• WHAT IS ASKED: From the data below, pull out each line containing the string "gray", matching case exactly.

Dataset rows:

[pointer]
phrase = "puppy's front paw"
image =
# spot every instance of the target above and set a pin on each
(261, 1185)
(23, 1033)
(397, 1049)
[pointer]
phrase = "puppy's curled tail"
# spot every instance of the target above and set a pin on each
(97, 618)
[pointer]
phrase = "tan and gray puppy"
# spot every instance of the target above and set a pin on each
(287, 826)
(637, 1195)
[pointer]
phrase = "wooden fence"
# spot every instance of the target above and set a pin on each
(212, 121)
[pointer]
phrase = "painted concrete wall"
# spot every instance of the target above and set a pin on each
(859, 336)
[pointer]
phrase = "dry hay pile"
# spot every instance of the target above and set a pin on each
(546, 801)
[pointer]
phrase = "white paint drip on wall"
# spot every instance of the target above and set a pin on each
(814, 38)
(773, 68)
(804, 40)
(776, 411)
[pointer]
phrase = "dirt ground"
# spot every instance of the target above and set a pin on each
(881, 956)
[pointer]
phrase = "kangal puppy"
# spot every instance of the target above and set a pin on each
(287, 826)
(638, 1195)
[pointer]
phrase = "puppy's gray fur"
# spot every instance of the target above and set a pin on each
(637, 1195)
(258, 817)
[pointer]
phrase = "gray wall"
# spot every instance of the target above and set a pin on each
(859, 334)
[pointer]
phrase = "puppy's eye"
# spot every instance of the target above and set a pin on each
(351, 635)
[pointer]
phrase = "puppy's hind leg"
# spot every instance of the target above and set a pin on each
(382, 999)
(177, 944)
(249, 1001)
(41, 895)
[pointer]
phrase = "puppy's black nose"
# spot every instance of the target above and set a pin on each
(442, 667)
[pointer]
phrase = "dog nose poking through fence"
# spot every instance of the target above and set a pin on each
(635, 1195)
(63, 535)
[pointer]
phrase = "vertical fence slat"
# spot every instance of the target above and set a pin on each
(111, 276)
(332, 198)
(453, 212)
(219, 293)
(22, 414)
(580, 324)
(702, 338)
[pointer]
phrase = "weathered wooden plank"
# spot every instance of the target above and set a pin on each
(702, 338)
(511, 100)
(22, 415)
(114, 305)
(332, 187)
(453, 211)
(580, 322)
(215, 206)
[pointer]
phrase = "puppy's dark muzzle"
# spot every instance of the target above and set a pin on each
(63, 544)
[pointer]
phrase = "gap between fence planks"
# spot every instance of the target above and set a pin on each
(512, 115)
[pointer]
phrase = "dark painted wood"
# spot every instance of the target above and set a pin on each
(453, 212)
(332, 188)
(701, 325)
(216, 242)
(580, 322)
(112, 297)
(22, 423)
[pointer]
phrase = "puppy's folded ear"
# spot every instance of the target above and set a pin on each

• TASK RESPONSE:
phrase = "tan and gray puppy"
phrase = "puppy's gray fur"
phrase = "gray wall"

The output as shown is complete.